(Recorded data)
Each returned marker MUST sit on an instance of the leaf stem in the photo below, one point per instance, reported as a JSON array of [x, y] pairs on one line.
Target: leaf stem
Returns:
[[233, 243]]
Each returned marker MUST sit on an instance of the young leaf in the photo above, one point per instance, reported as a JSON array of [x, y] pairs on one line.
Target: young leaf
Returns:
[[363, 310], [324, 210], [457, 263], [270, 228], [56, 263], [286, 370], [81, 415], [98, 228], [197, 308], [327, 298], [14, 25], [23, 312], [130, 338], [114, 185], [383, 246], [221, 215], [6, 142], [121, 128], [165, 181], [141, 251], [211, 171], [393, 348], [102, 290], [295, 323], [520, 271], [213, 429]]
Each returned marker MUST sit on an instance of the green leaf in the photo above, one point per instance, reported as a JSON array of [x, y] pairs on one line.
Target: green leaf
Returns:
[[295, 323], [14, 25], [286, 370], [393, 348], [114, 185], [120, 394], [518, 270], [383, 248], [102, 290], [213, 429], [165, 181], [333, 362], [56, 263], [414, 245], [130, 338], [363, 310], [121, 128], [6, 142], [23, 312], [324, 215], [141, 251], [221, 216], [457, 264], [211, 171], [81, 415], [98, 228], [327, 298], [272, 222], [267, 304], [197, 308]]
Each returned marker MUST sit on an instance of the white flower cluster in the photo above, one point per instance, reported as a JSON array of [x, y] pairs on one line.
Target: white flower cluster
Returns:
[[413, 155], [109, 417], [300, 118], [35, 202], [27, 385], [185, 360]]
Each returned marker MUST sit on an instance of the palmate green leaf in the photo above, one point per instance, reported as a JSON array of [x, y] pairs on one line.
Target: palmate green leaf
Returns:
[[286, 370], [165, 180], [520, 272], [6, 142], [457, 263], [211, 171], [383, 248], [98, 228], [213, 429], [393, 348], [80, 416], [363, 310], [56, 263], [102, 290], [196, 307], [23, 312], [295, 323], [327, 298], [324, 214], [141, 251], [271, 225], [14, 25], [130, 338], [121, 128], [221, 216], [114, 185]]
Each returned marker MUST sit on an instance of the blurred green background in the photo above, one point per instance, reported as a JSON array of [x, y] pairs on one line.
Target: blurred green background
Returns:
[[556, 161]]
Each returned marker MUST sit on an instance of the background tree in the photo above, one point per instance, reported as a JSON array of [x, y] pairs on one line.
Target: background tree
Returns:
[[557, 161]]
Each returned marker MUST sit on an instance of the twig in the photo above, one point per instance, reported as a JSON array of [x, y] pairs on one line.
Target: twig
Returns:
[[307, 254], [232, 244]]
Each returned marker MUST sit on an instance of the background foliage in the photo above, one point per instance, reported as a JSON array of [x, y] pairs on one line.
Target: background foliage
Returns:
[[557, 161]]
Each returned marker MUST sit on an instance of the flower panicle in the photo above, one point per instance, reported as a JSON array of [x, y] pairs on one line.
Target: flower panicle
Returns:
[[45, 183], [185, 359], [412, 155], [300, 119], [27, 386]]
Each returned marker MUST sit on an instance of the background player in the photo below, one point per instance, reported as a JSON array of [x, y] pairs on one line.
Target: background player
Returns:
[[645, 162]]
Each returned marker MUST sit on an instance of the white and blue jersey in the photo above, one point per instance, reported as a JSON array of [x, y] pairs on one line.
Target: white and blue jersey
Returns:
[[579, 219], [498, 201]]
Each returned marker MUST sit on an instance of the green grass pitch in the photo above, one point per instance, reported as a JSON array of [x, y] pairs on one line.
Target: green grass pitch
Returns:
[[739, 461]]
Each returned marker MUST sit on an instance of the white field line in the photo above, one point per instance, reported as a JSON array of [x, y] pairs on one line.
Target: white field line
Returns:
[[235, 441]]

● EXERCISE DESCRIPTION: Swap every "Returns" in the items above for "Output", and keep the rest of each line unchanged.

● EXERCISE SOLUTION:
Each returned marker MUST sit on an instance of the leaf stem in the photo below, one point per instance, reported as a JSON array of [x, y] pairs on one line.
Target: leaf stem
Output:
[[233, 243]]
Each returned marker MUST sit on an instance of the young leaf in the photo above, one point per instance, reported as a JSON array of [x, y] pairs on one line.
Target: young leaf
Output:
[[363, 310], [324, 210], [457, 263], [270, 228], [56, 263], [286, 370], [81, 415], [98, 228], [197, 308], [327, 298], [14, 25], [23, 312], [130, 338], [114, 185], [383, 246], [221, 215], [6, 142], [121, 128], [165, 181], [141, 251], [211, 171], [393, 348], [102, 290], [295, 323], [520, 271], [213, 429]]
Each returned marker MUST sit on an instance of the green leaf in the photo above, one point per instance, reported as a JSON array of [x, y] pairs on one line.
Target: green leaf
Output:
[[295, 323], [14, 25], [286, 370], [393, 348], [114, 185], [120, 394], [518, 270], [383, 248], [102, 290], [213, 429], [165, 181], [333, 362], [56, 263], [414, 245], [130, 338], [363, 310], [121, 128], [6, 142], [23, 312], [324, 215], [141, 251], [221, 216], [457, 264], [211, 171], [81, 415], [98, 228], [327, 298], [272, 222], [267, 304], [197, 308]]
Each returned marker MUST sit on an instance of the white flower cluster in the photo above, one point per instance, reported as a JSON array of [x, y] pairs on one line.
Target: white flower cluster
Output:
[[413, 155], [109, 417], [300, 118], [35, 202], [27, 385], [185, 360]]
Each returned marker MUST sit on an instance of the palmate green leaf in the photo above, one point per instance, reported as a JSON array of [x, y] pairs on one line.
Target: palmate green leaf
Output:
[[286, 370], [165, 180], [520, 272], [6, 142], [457, 263], [211, 171], [383, 248], [98, 228], [213, 429], [393, 348], [80, 416], [363, 310], [56, 263], [102, 290], [196, 307], [23, 312], [295, 323], [327, 298], [324, 214], [141, 251], [271, 225], [14, 25], [130, 338], [121, 128], [221, 216], [114, 185]]
Each returned marker MUST sit on an instance of the blurred green background in the photo above, one point per instance, reported as a JSON array of [x, y] pairs on one line.
Target: blurred green background
Output:
[[556, 161]]
Each returned marker MUST sit on an instance of the background tree in the photo above, one point per instance, reported as a JSON array of [x, y] pairs on one line.
Target: background tree
Output:
[[557, 161]]
Each returned marker MUST sit on an instance of the twig in the photo above, one point per instance, reported as a JSON array of [x, y] pairs on one line.
Target: twig
Output:
[[307, 254], [232, 244]]
Each returned marker MUST sit on an instance of the background foliage in the photo above, one point per instance, reported as a JSON array of [x, y] pairs on one line.
Target: background foliage
Output:
[[557, 161]]
Each returned marker MUST sit on an instance of the flower panicle in the photo above, one point per instance, reported as a JSON array of [x, y] pairs on one line.
Target: flower panicle
Output:
[[45, 183], [185, 359], [412, 155], [300, 119], [27, 386]]
Each returned marker MUST sit on an instance of the background player in the photo below, one point per instance, reported as a JSON array of [x, y] pairs on one line.
Target: background player
Output:
[[645, 162]]
Each returned marker MUST sit on an instance of the white and blue jersey in the photo above, one point per instance, reported as a JSON array of [x, y] pairs on one line.
Target: white and blue jersey
Output:
[[579, 219], [498, 201]]
Each returned marker MUST sit on an instance of the green grass pitch in the photo above, one point per instance, reported as a JSON array of [x, y] pairs on one line.
Target: green grass pitch
Output:
[[739, 461]]
Each returned marker MUST sit on an instance of the white field line in the photo above, one point per instance, reported as a JSON array of [x, y] pairs on one line.
Target: white field line
Output:
[[235, 441]]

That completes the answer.